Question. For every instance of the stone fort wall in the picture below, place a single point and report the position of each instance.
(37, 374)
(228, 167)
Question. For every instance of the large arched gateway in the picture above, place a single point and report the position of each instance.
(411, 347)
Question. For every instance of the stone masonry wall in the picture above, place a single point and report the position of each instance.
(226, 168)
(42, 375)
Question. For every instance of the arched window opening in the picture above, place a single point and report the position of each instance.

▶ **WHAT IS NEEDED**: Revise the data above so that every "place a single point" becomes "mark one point", leaving all other text untouched.

▶ **OUTPUT BELOW**:
Question. For every instance of the stone fort wall in the picture below, mark one point and report the position of each instance.
(37, 374)
(228, 167)
Question. For every instance of the large arched gateway in the picture above, mark one point and report the position of each instance.
(411, 347)
Question. For every instance of the stone masonry wall in the picture above, mark one point and report the position of each instance.
(226, 168)
(42, 375)
Question. For every instance of the arched window opening in the picture above, mark one point and report the position of each instance.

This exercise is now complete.